WHAT IS EXPECTED: Please repeat the records, word for word and without gaps.

RECORD EXCERPTS:

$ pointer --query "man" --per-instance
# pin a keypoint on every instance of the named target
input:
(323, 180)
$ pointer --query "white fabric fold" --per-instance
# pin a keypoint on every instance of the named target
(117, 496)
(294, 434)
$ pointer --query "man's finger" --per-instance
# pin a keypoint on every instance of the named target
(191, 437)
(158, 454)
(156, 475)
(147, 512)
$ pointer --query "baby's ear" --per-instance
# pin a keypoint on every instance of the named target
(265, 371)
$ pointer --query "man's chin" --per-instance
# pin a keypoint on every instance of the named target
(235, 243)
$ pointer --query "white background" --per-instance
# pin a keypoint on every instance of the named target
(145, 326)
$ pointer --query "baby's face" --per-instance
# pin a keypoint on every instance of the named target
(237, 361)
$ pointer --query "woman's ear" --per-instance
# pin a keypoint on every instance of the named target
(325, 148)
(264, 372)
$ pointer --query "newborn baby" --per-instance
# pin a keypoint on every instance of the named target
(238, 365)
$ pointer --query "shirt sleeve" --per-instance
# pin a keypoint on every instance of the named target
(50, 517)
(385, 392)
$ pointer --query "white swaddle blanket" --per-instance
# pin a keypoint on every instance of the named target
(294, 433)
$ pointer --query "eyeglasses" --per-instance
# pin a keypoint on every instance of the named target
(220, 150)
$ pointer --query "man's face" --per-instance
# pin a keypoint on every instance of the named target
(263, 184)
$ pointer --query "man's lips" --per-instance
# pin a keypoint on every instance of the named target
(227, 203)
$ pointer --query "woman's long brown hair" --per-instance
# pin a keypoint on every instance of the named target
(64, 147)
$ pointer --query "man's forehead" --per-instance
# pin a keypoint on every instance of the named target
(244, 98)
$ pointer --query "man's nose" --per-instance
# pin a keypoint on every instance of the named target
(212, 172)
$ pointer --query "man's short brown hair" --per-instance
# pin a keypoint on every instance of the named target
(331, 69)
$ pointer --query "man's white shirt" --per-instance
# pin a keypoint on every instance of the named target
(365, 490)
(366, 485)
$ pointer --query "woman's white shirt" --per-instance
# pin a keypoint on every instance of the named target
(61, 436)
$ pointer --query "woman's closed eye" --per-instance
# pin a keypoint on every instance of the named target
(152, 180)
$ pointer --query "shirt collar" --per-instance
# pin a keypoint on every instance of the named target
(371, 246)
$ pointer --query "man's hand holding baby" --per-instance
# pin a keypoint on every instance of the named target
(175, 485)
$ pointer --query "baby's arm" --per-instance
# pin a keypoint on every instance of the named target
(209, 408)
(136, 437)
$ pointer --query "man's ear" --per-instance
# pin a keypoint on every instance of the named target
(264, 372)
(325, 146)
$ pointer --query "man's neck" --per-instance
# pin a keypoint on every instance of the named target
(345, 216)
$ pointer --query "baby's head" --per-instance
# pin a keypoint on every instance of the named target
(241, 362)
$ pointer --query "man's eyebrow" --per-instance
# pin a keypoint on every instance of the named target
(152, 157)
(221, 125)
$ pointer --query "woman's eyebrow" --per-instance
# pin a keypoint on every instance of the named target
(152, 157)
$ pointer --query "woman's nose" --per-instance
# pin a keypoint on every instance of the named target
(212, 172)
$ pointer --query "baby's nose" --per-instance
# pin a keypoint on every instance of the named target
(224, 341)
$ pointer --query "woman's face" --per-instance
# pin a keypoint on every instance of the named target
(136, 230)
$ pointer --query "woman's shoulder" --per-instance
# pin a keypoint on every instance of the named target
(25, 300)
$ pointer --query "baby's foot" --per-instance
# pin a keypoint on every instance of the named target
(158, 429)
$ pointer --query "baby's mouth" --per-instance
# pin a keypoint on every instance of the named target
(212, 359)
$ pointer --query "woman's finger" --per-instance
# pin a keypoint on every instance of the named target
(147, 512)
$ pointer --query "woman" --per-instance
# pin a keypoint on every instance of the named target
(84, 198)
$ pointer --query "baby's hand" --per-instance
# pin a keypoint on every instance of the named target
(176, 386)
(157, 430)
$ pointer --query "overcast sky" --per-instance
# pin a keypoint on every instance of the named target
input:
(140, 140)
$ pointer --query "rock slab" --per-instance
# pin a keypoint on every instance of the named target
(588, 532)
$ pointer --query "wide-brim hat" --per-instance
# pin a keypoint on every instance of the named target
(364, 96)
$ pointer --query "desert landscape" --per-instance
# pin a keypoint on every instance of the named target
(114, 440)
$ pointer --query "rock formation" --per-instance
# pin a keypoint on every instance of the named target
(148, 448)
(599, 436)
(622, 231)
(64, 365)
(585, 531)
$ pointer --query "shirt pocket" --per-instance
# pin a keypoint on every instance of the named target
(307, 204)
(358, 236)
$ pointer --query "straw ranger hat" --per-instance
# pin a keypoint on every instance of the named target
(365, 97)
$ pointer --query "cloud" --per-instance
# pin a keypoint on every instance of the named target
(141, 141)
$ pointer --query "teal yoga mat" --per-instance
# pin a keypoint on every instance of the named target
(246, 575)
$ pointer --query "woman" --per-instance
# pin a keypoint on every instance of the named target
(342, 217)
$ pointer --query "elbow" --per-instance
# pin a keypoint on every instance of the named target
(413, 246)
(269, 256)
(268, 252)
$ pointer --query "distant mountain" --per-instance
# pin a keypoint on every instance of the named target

TASK RESPONSE:
$ pointer --query "man" --per-instance
# pin a keypoint on every instance of the named target
input:
(323, 180)
$ pointer --query "white fabric fold" --per-instance
# pin a keypoint on every instance of the named target
(117, 496)
(294, 434)
$ pointer --query "man's finger" --per-instance
# pin a keypoint on every instance of the named target
(191, 437)
(158, 454)
(156, 475)
(147, 512)
$ pointer --query "baby's ear" --per-instance
# pin a keypoint on every instance of the named target
(265, 371)
$ pointer --query "man's chin" --per-instance
# pin a keypoint on every instance of the named target
(235, 243)
$ pointer --query "white background" --per-instance
# pin a keypoint on every instance of the named target
(145, 326)
$ pointer --query "baby's face" --per-instance
# pin a keypoint on every instance of the named target
(237, 361)
$ pointer --query "woman's ear" --per-instance
# pin a keypoint on every instance of the named target
(325, 148)
(264, 372)
$ pointer --query "newborn baby" --per-instance
# pin a keypoint on every instance of the named target
(238, 365)
$ pointer --query "shirt sleeve" --per-instance
# pin a keypoint on every instance of the named target
(50, 517)
(385, 392)
$ pointer --query "white swaddle blanket" --per-instance
# pin a keypoint on every instance of the named target
(294, 433)
$ pointer --query "eyeglasses" --per-instance
# pin a keypoint on every instance of the named target
(220, 150)
$ pointer --query "man's face" --per-instance
# pin a keypoint on every instance of the named target
(263, 184)
$ pointer --query "man's lips" --per-instance
# pin a keypoint on every instance of the named target
(227, 203)
$ pointer --query "woman's long brown hair" --per-instance
# pin a keypoint on every instance of the named target
(64, 147)
$ pointer --query "man's forehead" --per-instance
# pin a keypoint on every instance of the named target
(244, 98)
$ pointer --query "man's nose" --per-instance
# pin a keypoint on every instance of the named target
(212, 172)
$ pointer --query "man's short brown hair" --per-instance
# pin a keypoint on every instance of the named target
(331, 69)
$ pointer --query "man's white shirt" --per-instance
# pin a keypoint on every instance of the named target
(365, 490)
(366, 485)
$ pointer --query "woman's white shirt" --per-instance
# pin a keypoint on every instance of the named target
(61, 436)
$ pointer --query "woman's closed eye" --per-instance
# pin a keypoint on every instance of the named target
(152, 180)
$ pointer --query "shirt collar" --per-instance
# pin a keypoint on every instance of the named target
(371, 246)
$ pointer --query "man's hand holding baby" --per-instance
# pin a keypoint on every instance of the named target
(175, 485)
$ pointer --query "baby's arm" --per-instance
# pin a keypoint on every instance of the named target
(209, 408)
(136, 437)
$ pointer --query "man's ear" --per-instance
# pin a keypoint on every instance of the named target
(264, 372)
(325, 146)
$ pointer --query "man's neck" --per-instance
# pin a keypoint on every instance of the named target
(345, 216)
$ pointer --query "baby's head" --per-instance
# pin a keypoint on every instance of the named target
(241, 362)
$ pointer --query "man's eyebrow" --per-instance
# pin a keypoint on every instance of the named target
(152, 157)
(221, 125)
$ pointer --query "woman's eyebrow" --per-instance
# pin a keypoint on every instance of the named target
(152, 157)
$ pointer --query "woman's nose" --per-instance
# pin a keypoint on every instance of the named target
(212, 172)
$ pointer --query "baby's nose" --per-instance
# pin a keypoint on every instance of the named target
(224, 341)
$ pointer --query "woman's face" --per-instance
# pin a keypoint on every instance of the named target
(136, 230)
$ pointer --query "woman's shoulder" --per-instance
# pin a keypoint on every instance of the named target
(25, 300)
$ pointer --query "baby's foot" --per-instance
# pin a keypoint on every instance of the named target
(158, 429)
$ pointer --query "baby's mouth" --per-instance
# pin a keypoint on every instance of the named target
(212, 359)
$ pointer --query "woman's finger" --per-instance
# pin a keypoint on every instance of the named target
(147, 512)
$ pointer --query "woman" --per-instance
# pin a keypoint on every instance of the named target
(84, 198)
$ pointer --query "baby's hand" --per-instance
# pin a keypoint on every instance of the named target
(176, 386)
(157, 430)
$ pointer --query "overcast sky" --per-instance
# pin a keypoint on every instance of the named target
input:
(140, 140)
$ pointer --query "rock slab" --per-instance
# pin a keypoint on every instance of the named target
(588, 532)
$ pointer --query "wide-brim hat" --per-instance
# pin a keypoint on every instance of the named target
(364, 96)
$ pointer --query "desert landscape" --per-instance
# pin a keypoint on every instance of the named target
(114, 440)
$ pointer --query "rock formation" --per-instance
# pin a keypoint on every instance of the named target
(148, 448)
(599, 436)
(622, 231)
(64, 365)
(585, 531)
$ pointer --query "shirt pocket" --per-instance
# pin a keypoint on every instance of the named target
(307, 204)
(358, 236)
$ pointer --query "straw ranger hat" --per-instance
# pin a keypoint on every instance of the named target
(365, 97)
$ pointer --query "cloud" --per-instance
# pin a keypoint on every instance of the named target
(141, 141)
$ pointer --query "teal yoga mat" --per-instance
# pin a keypoint on every instance of the named target
(246, 575)
$ pointer --query "woman" --per-instance
# pin a keypoint on every instance of the named target
(342, 217)
$ pointer --query "elbow" --per-instance
# pin a keypoint on every instance of the named target
(413, 246)
(269, 256)
(268, 252)
$ pointer --query "distant mountain" --per-instance
# pin a keypoint on every instance of the named target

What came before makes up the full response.